Referring expression data:
■ ■ ■ ■ ■ ■ ■

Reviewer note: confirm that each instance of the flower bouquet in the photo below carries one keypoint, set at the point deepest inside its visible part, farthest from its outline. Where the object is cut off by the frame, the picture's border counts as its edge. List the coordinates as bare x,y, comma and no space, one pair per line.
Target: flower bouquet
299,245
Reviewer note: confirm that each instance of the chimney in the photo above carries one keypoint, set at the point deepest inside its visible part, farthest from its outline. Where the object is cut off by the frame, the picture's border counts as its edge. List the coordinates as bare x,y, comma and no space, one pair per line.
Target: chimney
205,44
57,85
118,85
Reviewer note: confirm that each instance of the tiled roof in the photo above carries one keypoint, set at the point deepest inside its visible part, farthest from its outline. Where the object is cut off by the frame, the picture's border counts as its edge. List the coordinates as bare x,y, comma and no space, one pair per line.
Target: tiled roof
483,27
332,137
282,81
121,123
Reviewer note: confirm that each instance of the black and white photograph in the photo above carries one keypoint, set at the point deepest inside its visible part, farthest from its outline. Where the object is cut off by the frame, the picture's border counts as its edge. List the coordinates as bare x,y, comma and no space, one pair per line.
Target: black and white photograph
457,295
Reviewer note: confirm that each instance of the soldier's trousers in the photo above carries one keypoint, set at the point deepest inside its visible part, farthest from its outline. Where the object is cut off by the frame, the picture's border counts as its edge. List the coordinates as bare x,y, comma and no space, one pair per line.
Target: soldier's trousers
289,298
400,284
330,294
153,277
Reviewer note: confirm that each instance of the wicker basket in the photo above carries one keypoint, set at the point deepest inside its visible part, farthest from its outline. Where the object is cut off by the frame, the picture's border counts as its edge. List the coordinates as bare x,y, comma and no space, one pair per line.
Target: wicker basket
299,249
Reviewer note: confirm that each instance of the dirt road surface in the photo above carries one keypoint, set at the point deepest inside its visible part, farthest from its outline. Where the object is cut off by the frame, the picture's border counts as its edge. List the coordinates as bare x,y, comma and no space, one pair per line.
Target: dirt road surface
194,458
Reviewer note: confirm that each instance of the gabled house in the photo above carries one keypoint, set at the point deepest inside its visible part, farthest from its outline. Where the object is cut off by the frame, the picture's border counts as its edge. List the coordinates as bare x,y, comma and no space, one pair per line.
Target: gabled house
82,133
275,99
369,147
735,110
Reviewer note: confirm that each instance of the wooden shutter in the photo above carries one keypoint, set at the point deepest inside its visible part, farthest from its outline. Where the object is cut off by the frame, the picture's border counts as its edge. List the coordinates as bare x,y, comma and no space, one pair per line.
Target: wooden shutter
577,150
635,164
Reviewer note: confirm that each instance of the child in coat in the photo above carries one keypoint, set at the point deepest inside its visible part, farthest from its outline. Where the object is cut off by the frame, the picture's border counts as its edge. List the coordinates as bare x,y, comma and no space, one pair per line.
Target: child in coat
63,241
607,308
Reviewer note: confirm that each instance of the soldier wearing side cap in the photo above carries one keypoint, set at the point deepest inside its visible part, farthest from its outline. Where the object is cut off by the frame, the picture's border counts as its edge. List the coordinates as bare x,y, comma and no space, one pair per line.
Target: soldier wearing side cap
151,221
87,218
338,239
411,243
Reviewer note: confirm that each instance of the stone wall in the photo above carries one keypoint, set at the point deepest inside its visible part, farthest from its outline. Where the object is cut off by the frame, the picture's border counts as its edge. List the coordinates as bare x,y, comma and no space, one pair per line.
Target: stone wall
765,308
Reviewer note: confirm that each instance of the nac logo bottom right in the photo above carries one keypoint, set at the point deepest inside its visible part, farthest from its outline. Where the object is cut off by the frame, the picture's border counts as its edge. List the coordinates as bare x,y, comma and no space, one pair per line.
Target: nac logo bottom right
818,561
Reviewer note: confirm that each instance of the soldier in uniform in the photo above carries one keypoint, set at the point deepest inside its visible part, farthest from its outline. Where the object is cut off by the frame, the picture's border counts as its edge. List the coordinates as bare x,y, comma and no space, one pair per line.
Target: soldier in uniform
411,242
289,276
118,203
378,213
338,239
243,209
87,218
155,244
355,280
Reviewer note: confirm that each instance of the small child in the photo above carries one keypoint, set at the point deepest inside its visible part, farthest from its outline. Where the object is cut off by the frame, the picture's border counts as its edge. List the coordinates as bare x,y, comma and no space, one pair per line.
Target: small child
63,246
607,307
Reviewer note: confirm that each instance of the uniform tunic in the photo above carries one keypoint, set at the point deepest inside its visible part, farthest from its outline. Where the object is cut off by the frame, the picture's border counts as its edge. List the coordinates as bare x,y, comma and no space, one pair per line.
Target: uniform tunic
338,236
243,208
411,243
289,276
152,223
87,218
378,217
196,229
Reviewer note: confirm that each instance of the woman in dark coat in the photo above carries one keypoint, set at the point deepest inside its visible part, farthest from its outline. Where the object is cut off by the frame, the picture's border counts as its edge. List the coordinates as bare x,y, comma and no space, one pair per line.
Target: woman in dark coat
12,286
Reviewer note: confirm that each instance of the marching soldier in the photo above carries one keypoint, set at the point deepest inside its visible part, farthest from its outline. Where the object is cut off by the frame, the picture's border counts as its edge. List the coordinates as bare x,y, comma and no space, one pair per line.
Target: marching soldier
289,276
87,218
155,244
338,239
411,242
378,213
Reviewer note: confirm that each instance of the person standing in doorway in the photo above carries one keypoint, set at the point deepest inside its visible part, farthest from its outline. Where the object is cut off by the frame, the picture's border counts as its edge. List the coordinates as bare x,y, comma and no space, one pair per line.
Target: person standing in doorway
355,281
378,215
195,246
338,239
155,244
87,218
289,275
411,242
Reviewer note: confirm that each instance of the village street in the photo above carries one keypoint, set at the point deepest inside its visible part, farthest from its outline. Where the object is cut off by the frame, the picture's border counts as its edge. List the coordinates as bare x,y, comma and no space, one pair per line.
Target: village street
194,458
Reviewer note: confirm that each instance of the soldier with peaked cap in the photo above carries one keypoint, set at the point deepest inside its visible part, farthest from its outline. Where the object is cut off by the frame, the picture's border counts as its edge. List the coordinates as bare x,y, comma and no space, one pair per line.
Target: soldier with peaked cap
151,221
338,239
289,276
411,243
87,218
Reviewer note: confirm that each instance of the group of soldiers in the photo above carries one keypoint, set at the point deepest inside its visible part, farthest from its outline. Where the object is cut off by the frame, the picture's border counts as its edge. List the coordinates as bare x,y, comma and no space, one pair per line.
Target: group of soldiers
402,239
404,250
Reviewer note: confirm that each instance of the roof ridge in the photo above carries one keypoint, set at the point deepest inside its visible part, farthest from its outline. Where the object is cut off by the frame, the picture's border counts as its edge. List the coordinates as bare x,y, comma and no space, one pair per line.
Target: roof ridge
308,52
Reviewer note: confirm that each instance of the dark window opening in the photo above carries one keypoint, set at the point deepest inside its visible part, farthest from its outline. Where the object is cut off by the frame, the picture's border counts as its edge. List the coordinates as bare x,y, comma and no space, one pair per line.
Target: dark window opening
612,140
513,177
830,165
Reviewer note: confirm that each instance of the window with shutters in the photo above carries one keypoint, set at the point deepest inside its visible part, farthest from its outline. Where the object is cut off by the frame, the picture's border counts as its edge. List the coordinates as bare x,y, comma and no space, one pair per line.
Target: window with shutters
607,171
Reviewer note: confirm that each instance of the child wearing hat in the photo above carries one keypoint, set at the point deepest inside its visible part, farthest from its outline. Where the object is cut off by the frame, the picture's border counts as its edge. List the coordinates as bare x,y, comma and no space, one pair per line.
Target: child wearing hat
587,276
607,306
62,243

■ ■ ■ ■ ■ ■ ■

▶ **THE PROBLEM**: Repeat each of the entries above precisely as given.

▶ **ANSWER BOX**:
Reviewer note: confirm that each instance of the flower bouquet in the photo below carries one keypoint, set at the point deepest inside its visible part, farthest from its outline. Where the object is cut off by the frame, the picture's border counts as its edge. List the coordinates as bare x,y, comma and no space, one pair per line.
Target: flower bouquet
299,245
Reviewer note: confirm that each instance of the chimney in the photo above carries one keypoint, set at the point deepest inside its visible part, farthest from its outline. Where the object is cut off by the frame, the picture's border counts as its edge. List the coordinates as bare x,y, comma and no space, one pair per line.
Target: chimney
205,44
57,85
118,85
Reviewer note: confirm that each instance of the tiled roof in the photo above carries one keypoint, set at the point deepest inside its visible part, farthest from its outline. Where the object is cut off by the frame, the picture's border counts as its edge. List the coordinates as bare x,y, comma and no space, one pair per line.
Target: tiled roof
483,27
332,137
282,81
121,123
Reviewer note: confirm that each instance of the black and white photograph in the photo above carries one keypoint, set at the point deepest inside its visible part, farthest from its outline. Where the object is cut off by the frame, the picture's border counts as its edge. List the coordinates as bare x,y, comma and no space, one pair per line.
Target: black and white photograph
457,295
Reviewer note: confirm that each instance of the soldier's trousers in the photo above carries one keypoint, set at the point deepest inside its visible part, farthest from its outline. Where the object is cut off by the frame, the picture's border counts as its edge. List the coordinates as bare x,y, comma and no space, one pair per line.
Target: soldier's trousers
289,298
400,284
330,294
153,277
Reviewer note: confirm that each instance of the wicker basket in the photo above carries one keypoint, set at the point deepest inside its visible part, farthest from its outline. Where the object is cut off by the frame, the picture's border counts as its edge. List the coordinates as bare x,y, comma and no space, one pair per line.
Target: wicker basket
299,249
Reviewer note: confirm that each instance of the dirt road surface in the photo above carries one keypoint, set at the point deepest inside its visible part, farthest from its outline. Where the object is cut off by the frame, the picture's border counts as its edge. List the coordinates as bare x,y, comma and no space, one pair per line.
Target: dirt road surface
194,458
Reviewer note: confirm that each instance of the gabled house in the photo above carries one keypoint, set at the point deepest inside its visible part, farthest from its outline. Where the object is cut off by the frame, the picture's border counts as its edge. List the coordinates as bare x,y, comma and no space, one pair per line.
Target: gabled house
82,133
275,99
369,147
735,110
Reviewer note: confirm that each instance of the wooden shutter in the photo above carries one keypoint, set at the point deepest inside its visible part, farthest from its outline. Where the object is cut off by the frame, the picture's border counts as its edge. List the coordinates as bare x,y, comma and no space, one pair per line.
Target: wooden shutter
577,150
635,164
Reviewer note: confirm that each instance of the child in coat in the photo above carries one keypoint, set at the point deepest inside its visible part, farthest from its outline. Where the object is cut off by the frame, the picture's border counts as its edge. List the coordinates as bare x,y, comma and no space, one pair per line.
Target: child in coat
63,241
607,308
Reviewer note: confirm that each instance of the soldier wearing side cap in the photo above carries one keypoint, set at the point deepest inside its visible part, farthest from its outline. Where the object is cut off by the frame, the picture's border counts as its edge. List the coordinates as bare x,y, comma and no space, one pair per line.
Target: soldier wearing side cap
151,221
87,218
338,239
411,243
Reviewer note: confirm that each instance of the stone wall in the photo above carries one keypoint, set at the point deepest inside its visible part, farthest from its outline. Where the object is cut off by the frame, the picture's border counts as its edge. List the coordinates as bare x,y, comma and no space, one pair per line.
Target: stone wall
765,308
Reviewer note: confirm that each instance of the nac logo bottom right in the photo above carries one keypoint, set at the point deepest inside its visible part, farthest from its outline. Where the object is cut off by the frame, the picture's border counts as its edge. List the coordinates as bare x,y, comma and no space, one pair per line.
Target: nac logo bottom right
818,561
Reviewer note: confirm that each instance of the soldier in uniform in the photo above carries one keypoint, set at the point deepest inside its visible part, farthest from its outline. Where the object is cut off by the frame, the picture's border counts as its edge. List the coordinates as bare x,y, comma and no space, one pair per line.
Target: soldier in uniform
411,242
289,276
118,203
378,213
338,239
243,209
87,218
155,244
355,280
Reviewer note: confirm that each instance of the small child in the photo above carries one keypoint, set at the point deepest inside its visible part, farthest from its outline. Where the object is cut off by the frame, the picture's border counts as its edge. List the coordinates as bare x,y, comma and no space, one pair per line.
Target: small child
63,246
607,307
Reviewer note: confirm that each instance of the uniform tunic in the photo above carries one keypoint, set at the point deepest inside its visible part, farthest from its outline. Where the object is cut off by the frame, the picture's border counts as its edge. List the coordinates as bare x,y, comma and no space, one pair per line.
Target: uniform tunic
338,236
243,208
411,243
289,276
152,223
87,218
378,217
196,229
Reviewer note: confirm that each instance of the woman in dark coat in the photo above carries one keypoint, set at the point deepest inside its visible part, farthest from its outline. Where the object is cut off by the frame, the picture's border counts as its edge. List the coordinates as bare x,y, comma and no space, one pair per line.
Target: woman in dark coat
12,286
Reviewer note: confirm that each instance of the marching soldier in the photo above carries one keypoint, set at the point deepest inside its visible part, farthest from its outline. Where the object is cut off by the frame, the picture's border counts as its edge. List the coordinates as bare x,y, comma and no space, one pair per line.
Target: marching soldier
289,276
87,218
155,244
338,239
411,242
378,213
Reviewer note: confirm that each instance of the person standing in doorway in the photo above carries one keypoint, set at the point deepest inside its visible part, farthest from its outline. Where the object is cut off by the frame, the picture's border counts as its edge. List the coordinates as bare x,y, comma and no space, one pair per line.
Target: person standing in doorway
355,281
378,215
195,246
338,239
155,244
87,218
289,275
411,242
Reviewer note: confirm that each instance of the village street in the photo above carries one keypoint, set at the point deepest inside its visible part, farthest from its outline. Where the object is cut off by the frame, the picture's border counts as its edge. List the coordinates as bare x,y, comma and no space, one pair per line.
Target: village street
194,458
Reviewer note: confirm that each instance of the soldier with peaked cap in the photo above carries one keypoint, set at the point deepest inside its visible part, farthest from its outline. Where the object is cut off by the frame, the picture's border counts as its edge. List the coordinates as bare x,y, comma and no space, one pair per line.
Target: soldier with peaked cap
151,221
338,239
289,276
411,243
87,218
Reviewer note: confirm that each instance of the group of soldiers in the photo above carries one keypoint, set at the point deepest inside its visible part, farthest from its outline. Where the object is cut off by the frame, the picture's border counts as its edge. List the coordinates as bare x,y, comma and no space, one pair per line.
Target: group of soldiers
402,239
404,250
Reviewer note: confirm that each instance of the roof ridge in the photo above carries one keypoint, set at the point deepest inside its visible part, farthest from its outline. Where the object is cut off by the frame, the picture's border counts as its edge. List the coordinates as bare x,y, comma and no space, one pair per line.
Target: roof ridge
308,52
Reviewer note: confirm that each instance of the dark window opening in the photo above carries one keypoint, set at the point deepest inside its visible part, farthest from its outline. Where the object is cut off by the frame, the picture's border counts as its edge. List the coordinates as bare x,y, comma and no space, one pair per line.
Target: dark window opening
612,140
513,177
830,165
Reviewer note: confirm that each instance of the window with shutters in the photo above carries one keypoint, set at the point deepest inside its visible part, farthest from its outline. Where the object is cut off by the frame, the picture's border counts as its edge. List the coordinates as bare x,y, comma and no space, one pair per line.
Target: window with shutters
607,171
Reviewer note: confirm that each instance of the child wearing hat in the photo above carries one keypoint, set at the point deepest inside its visible part, farthest from its outline. Where the object is cut off by the frame, the picture's border counts as its edge. List the coordinates as bare x,y, comma and no space, one pair per line.
Target: child wearing hat
587,276
607,306
62,243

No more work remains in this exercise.